Records:
[Start of section]
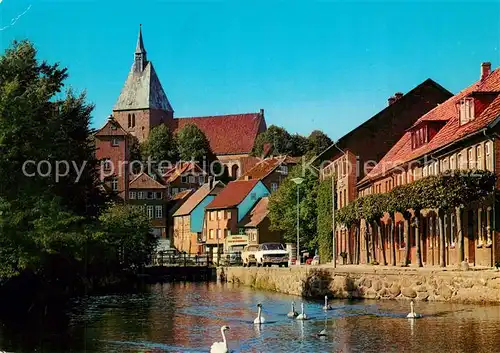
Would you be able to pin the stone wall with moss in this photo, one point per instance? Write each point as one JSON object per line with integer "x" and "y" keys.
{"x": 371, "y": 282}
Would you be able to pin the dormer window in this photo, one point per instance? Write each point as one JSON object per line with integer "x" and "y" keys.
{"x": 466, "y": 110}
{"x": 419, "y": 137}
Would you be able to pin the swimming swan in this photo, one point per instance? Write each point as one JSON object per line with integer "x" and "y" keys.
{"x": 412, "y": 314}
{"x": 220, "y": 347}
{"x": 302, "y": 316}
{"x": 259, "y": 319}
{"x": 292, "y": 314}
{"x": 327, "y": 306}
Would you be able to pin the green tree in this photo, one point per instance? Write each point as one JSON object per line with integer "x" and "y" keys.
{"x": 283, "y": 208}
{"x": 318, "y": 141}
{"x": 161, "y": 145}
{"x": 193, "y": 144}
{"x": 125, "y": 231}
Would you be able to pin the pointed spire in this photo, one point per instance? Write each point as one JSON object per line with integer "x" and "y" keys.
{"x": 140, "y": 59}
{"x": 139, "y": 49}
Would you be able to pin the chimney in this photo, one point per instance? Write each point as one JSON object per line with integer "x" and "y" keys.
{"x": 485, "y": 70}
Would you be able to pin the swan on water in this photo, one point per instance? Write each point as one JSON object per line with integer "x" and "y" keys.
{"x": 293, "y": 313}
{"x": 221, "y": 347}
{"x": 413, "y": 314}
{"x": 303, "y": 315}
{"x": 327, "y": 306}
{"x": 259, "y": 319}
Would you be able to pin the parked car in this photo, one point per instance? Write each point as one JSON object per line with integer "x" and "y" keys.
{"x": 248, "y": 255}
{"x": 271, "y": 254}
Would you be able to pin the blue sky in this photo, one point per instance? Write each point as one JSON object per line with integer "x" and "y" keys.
[End of section]
What needs to be done: Keep every word of the records and none of the pictures when you print them again.

Task output:
Would you be able to pin the stone wall with moss in this photo, one point per instance? Write each point as one JSON object per line with integer "x" and "y" keys.
{"x": 371, "y": 282}
Would you be able to pin the dormer window in this photo, one point per instance? Write each point as one JSON object per line with integer "x" and "y" keys.
{"x": 466, "y": 110}
{"x": 419, "y": 137}
Would you be able to pin the swimming swan in this photo, one point per instance? Write each point as one JSON object per line with integer "x" and "y" keys.
{"x": 412, "y": 314}
{"x": 220, "y": 347}
{"x": 302, "y": 316}
{"x": 259, "y": 319}
{"x": 292, "y": 314}
{"x": 327, "y": 306}
Would you be able to pin the green tree in this photo, one point per instance? Write each point as one JSON object per line with integer "x" and "y" keys.
{"x": 283, "y": 208}
{"x": 318, "y": 141}
{"x": 161, "y": 145}
{"x": 193, "y": 144}
{"x": 125, "y": 231}
Would you be able to pin the pointed spire in this photo, one point per instance? Write each point as one JSON object per line with integer "x" and "y" keys.
{"x": 140, "y": 59}
{"x": 139, "y": 49}
Would you be able to pin the chimney in this photo, one point per instance? Write each point as one JSON object per line with integer "x" and "y" keys.
{"x": 485, "y": 70}
Would you be able to pin the swan on water in this photo, one point per instance? Write each point as one JSON object per line with integer "x" and "y" keys.
{"x": 293, "y": 313}
{"x": 221, "y": 347}
{"x": 413, "y": 314}
{"x": 303, "y": 315}
{"x": 327, "y": 306}
{"x": 259, "y": 319}
Would you be able to pin the parked car in this photo, one point per instance? Write each point as one JSON object per line with integer "x" and "y" keys.
{"x": 248, "y": 255}
{"x": 271, "y": 254}
Would you be able to pin the blue sky in this photo, one point per instance? Write each point as one JSON object per line with integer "x" and "y" keys.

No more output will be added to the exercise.